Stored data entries
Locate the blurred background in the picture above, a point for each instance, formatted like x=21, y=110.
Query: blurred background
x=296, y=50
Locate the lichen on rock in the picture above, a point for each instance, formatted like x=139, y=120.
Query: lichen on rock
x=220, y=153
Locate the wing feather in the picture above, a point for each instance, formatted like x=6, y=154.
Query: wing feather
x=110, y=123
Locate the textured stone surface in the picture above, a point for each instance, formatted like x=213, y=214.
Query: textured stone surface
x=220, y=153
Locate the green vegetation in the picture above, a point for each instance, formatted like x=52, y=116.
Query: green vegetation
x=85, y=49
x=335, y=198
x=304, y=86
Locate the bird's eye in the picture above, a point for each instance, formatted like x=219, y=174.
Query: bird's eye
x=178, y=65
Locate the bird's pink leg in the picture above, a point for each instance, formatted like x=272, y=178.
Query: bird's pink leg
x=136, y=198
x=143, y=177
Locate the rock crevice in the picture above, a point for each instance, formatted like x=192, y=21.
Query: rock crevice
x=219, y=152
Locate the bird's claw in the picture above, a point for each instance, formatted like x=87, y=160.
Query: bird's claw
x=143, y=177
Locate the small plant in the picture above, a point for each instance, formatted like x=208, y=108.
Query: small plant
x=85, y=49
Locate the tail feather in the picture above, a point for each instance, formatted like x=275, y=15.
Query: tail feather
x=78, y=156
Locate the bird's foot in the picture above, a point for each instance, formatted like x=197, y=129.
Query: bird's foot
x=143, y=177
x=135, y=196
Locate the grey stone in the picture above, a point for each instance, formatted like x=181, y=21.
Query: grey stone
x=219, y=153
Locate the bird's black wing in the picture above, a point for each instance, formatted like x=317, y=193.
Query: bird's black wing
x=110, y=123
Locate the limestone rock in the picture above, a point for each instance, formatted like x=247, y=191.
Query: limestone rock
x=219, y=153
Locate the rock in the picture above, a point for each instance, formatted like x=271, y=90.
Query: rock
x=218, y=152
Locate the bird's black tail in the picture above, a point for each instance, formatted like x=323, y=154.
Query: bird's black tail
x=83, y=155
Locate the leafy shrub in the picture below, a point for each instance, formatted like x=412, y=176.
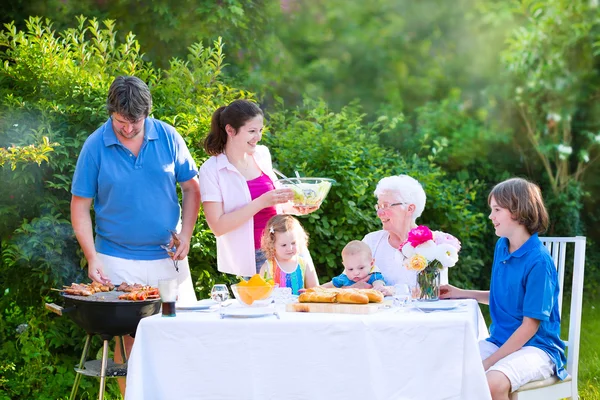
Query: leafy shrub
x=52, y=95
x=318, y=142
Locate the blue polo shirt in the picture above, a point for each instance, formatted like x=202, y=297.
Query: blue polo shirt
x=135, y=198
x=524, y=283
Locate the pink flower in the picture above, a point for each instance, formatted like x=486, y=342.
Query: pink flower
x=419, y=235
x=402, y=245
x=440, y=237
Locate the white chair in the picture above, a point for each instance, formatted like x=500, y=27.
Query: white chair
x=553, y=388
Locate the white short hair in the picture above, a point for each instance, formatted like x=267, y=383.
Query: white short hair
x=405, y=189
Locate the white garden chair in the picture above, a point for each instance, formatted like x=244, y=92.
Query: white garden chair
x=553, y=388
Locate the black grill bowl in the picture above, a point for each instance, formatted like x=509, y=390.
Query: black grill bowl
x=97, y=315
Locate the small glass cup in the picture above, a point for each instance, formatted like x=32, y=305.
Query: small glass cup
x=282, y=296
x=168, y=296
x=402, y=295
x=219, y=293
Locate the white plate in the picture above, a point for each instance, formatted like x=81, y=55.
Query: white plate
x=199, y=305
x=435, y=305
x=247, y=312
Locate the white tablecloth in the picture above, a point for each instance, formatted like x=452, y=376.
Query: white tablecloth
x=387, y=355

---

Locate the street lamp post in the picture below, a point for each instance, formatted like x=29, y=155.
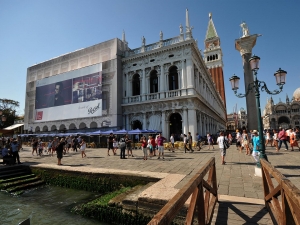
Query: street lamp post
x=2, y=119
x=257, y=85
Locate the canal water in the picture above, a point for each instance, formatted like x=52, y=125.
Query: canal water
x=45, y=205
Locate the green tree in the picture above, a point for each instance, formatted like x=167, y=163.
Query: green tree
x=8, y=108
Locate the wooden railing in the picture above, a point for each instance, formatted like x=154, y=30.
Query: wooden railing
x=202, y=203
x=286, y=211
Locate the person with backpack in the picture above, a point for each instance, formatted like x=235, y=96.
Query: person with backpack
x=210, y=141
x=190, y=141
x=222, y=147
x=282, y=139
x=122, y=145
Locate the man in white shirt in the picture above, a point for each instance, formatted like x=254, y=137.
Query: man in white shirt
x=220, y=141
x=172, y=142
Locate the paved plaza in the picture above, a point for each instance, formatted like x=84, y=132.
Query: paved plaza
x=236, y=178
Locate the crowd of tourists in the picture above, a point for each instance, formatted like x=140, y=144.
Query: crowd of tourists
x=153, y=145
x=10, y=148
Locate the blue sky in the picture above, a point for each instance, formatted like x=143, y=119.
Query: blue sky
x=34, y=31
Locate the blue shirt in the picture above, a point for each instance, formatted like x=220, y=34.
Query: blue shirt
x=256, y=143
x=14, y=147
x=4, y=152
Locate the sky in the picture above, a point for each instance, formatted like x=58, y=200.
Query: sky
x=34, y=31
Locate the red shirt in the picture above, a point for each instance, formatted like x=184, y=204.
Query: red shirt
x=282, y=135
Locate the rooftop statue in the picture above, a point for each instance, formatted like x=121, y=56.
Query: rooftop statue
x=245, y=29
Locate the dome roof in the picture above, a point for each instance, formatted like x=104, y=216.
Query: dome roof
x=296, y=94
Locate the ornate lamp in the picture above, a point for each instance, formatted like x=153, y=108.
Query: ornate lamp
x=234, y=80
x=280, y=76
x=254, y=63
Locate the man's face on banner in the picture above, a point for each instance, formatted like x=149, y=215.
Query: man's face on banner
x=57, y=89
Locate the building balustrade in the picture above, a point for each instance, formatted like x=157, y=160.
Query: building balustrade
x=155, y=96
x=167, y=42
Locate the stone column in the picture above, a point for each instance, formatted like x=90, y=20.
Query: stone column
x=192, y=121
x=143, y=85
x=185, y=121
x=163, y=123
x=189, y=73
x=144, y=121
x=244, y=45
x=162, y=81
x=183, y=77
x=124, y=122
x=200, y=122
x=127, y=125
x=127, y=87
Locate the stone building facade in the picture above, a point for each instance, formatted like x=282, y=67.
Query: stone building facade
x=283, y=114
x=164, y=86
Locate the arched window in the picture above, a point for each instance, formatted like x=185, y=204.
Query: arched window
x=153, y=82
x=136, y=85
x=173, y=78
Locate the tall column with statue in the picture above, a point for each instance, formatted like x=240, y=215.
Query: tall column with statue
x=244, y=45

Your task
Among the lines of the preceding data, which ones hold the word "below"? List them.

Solution for this problem
Locate the leafy shrub in the picture below, a point for each instance, formatted like x=412, y=176.
Locate the street lamp post in the picture below, a point for each instance, formatted like x=29, y=155.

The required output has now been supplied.